Select every line in the items below that contains the word "plank" and copy those lines out. Case counts.

(Pointing and labeling entries)
____
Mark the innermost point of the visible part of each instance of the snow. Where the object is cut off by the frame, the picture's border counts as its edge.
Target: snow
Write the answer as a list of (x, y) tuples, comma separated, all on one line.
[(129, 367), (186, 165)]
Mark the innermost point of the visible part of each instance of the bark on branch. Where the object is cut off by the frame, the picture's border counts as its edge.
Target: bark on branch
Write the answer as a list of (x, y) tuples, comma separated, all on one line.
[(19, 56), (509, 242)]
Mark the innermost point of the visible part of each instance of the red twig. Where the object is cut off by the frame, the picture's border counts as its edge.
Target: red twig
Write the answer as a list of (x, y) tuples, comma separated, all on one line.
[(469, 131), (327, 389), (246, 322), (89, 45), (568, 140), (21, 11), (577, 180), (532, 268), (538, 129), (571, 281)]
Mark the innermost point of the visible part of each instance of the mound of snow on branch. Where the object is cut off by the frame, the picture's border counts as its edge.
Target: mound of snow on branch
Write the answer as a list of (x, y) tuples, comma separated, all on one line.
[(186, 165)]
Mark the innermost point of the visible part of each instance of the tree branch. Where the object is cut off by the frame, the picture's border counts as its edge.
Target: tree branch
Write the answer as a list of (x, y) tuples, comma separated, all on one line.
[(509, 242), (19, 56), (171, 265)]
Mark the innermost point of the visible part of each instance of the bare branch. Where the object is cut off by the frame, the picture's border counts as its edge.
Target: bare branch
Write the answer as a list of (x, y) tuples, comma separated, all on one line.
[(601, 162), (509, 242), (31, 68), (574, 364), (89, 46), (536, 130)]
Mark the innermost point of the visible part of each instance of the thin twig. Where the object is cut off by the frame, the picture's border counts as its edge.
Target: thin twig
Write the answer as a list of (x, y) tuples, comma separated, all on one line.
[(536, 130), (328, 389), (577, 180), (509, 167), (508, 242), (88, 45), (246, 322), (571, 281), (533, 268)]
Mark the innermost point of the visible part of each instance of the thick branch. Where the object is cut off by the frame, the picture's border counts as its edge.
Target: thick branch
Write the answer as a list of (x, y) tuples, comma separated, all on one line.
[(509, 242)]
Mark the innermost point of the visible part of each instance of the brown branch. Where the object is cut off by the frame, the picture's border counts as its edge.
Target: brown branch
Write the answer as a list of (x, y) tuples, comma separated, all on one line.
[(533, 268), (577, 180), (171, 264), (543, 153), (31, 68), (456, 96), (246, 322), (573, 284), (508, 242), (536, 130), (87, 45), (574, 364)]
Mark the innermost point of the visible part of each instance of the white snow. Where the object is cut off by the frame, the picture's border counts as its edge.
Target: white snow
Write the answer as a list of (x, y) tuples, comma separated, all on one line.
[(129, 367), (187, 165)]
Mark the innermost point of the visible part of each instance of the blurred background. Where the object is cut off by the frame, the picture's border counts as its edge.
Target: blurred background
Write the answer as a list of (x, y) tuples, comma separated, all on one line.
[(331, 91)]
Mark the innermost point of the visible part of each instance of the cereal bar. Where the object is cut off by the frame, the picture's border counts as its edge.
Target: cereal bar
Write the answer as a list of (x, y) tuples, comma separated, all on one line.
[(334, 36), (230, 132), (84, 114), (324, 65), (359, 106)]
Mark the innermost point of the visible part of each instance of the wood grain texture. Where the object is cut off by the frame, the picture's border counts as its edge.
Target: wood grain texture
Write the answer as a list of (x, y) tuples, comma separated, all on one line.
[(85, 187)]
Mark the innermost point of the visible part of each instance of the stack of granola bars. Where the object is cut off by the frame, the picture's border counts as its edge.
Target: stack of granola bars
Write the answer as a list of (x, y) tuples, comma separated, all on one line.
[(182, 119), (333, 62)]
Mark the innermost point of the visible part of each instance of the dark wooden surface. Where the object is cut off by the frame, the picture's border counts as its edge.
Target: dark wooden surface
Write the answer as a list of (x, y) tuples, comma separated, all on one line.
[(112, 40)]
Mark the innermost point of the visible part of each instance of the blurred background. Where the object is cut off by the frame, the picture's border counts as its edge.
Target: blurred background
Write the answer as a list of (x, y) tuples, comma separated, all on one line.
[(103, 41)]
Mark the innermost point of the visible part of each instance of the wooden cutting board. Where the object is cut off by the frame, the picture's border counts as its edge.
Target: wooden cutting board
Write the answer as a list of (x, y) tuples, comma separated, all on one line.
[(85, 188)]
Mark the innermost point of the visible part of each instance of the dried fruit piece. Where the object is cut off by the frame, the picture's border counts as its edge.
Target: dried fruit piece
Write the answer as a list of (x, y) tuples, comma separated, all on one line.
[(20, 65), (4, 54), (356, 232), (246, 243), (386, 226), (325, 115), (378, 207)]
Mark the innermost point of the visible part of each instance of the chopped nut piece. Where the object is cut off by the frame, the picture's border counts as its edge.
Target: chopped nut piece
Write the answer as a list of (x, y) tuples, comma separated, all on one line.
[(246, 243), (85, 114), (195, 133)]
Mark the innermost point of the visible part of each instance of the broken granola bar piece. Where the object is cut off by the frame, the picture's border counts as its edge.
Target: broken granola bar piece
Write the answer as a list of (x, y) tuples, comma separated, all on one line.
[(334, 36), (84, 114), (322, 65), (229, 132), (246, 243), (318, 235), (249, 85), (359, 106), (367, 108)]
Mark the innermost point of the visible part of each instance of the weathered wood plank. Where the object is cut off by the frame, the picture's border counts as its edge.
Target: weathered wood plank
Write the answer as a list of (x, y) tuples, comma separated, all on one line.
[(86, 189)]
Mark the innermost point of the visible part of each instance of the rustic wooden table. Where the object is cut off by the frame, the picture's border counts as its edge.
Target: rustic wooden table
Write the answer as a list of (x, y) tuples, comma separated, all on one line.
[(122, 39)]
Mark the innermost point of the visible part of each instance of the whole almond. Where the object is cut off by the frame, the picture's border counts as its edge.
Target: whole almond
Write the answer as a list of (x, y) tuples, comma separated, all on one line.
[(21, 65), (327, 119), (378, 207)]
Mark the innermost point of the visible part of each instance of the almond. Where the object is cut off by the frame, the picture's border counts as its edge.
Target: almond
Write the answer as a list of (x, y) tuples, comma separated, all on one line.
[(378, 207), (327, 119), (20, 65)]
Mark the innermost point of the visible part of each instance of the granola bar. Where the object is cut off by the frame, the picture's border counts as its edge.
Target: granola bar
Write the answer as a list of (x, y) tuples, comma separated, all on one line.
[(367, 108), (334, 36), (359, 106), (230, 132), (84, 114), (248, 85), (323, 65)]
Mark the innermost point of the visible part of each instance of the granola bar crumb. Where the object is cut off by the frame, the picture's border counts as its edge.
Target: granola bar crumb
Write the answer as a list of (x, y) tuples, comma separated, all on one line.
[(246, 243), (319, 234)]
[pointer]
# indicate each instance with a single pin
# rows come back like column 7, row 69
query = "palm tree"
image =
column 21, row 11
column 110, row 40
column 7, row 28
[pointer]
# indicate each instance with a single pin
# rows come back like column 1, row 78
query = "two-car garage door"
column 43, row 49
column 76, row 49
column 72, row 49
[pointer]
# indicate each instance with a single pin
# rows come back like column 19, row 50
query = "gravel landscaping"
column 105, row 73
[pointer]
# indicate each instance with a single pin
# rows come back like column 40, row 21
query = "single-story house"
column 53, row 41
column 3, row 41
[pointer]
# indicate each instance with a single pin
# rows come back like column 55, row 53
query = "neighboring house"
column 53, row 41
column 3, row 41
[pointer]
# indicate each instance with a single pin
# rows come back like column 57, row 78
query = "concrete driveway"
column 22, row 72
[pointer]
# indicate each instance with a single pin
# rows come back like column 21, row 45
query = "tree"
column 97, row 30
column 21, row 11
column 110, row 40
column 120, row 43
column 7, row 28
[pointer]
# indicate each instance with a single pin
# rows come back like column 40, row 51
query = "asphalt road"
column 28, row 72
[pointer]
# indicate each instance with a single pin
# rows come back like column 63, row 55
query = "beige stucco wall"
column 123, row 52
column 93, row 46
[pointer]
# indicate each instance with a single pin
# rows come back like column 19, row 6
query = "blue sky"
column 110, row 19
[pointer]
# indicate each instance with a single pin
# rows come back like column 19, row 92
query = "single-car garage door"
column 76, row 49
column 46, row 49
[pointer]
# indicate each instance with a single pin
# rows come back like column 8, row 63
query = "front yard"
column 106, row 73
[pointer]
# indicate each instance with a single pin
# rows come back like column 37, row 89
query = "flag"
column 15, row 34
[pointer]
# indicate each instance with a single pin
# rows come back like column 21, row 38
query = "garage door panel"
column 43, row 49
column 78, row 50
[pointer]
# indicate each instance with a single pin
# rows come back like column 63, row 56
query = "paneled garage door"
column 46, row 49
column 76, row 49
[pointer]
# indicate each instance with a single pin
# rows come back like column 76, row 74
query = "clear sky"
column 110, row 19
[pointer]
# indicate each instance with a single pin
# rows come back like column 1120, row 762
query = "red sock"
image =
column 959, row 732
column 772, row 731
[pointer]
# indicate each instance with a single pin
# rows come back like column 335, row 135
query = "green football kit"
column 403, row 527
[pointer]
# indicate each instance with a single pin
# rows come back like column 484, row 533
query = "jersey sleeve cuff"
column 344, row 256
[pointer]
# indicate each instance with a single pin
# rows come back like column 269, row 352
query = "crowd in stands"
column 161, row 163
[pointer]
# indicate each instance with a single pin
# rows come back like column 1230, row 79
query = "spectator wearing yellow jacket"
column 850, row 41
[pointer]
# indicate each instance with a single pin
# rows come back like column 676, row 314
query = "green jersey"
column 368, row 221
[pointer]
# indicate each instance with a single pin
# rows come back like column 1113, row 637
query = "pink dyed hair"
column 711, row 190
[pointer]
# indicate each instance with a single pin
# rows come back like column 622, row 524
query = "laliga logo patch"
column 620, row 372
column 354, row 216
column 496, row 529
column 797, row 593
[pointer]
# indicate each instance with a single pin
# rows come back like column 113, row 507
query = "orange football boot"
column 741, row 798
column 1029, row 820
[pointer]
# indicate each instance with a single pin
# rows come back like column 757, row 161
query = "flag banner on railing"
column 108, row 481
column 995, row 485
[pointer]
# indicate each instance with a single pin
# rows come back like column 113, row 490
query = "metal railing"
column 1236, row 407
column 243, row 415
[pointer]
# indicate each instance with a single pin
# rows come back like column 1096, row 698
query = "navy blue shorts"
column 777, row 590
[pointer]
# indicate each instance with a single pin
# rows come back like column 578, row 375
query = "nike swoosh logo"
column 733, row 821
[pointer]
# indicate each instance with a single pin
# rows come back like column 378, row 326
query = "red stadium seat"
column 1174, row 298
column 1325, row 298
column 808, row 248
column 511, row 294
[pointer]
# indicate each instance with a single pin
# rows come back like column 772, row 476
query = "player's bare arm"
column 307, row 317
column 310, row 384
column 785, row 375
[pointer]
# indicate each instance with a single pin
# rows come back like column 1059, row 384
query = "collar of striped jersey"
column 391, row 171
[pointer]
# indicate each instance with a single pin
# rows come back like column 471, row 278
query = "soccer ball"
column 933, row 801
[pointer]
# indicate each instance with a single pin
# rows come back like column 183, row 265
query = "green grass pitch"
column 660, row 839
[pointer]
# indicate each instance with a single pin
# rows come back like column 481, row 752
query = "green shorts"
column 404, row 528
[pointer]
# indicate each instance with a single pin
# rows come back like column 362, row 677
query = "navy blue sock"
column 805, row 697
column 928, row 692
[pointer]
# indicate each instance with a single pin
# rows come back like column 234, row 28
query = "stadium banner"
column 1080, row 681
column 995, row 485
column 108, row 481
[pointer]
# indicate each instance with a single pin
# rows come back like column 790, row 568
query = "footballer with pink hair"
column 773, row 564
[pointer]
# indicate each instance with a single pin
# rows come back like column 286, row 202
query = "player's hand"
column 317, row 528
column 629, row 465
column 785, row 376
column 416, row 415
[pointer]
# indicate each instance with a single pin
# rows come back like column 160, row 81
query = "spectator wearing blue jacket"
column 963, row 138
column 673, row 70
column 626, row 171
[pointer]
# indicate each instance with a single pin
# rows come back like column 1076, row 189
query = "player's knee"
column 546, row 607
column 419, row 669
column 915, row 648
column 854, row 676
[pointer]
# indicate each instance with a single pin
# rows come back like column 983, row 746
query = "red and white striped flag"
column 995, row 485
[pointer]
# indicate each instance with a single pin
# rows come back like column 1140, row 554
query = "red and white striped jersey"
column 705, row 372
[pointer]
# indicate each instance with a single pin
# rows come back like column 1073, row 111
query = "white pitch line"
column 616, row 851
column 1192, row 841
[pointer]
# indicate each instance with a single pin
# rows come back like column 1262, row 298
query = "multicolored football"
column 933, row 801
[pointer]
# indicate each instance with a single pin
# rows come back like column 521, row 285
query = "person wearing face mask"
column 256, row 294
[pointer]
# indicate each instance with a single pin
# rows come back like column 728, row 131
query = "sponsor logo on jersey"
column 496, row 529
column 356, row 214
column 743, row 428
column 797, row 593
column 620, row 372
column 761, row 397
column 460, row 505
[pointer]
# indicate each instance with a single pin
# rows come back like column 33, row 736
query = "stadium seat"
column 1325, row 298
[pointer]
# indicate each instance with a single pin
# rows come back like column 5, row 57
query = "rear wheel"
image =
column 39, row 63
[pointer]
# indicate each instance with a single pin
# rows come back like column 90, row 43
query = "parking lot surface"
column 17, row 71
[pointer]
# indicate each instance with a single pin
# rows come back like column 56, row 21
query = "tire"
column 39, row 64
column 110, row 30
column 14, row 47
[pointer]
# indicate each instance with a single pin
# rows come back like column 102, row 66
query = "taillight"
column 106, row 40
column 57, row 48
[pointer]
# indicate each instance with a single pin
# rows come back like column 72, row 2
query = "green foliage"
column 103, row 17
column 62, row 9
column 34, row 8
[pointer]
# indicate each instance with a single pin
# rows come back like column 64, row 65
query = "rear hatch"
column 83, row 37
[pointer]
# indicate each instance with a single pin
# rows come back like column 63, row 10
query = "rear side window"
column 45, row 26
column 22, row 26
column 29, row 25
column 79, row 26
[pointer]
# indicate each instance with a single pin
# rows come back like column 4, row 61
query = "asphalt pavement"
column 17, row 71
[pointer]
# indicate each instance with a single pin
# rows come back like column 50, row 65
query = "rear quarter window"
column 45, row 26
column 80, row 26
____
◆ Output of the task
Mark the innermost point of the visible part of each instance of the weathered wood plank. Where the object is cut off by the frame, the picture's border counts as its edge.
Target: weathered wood plank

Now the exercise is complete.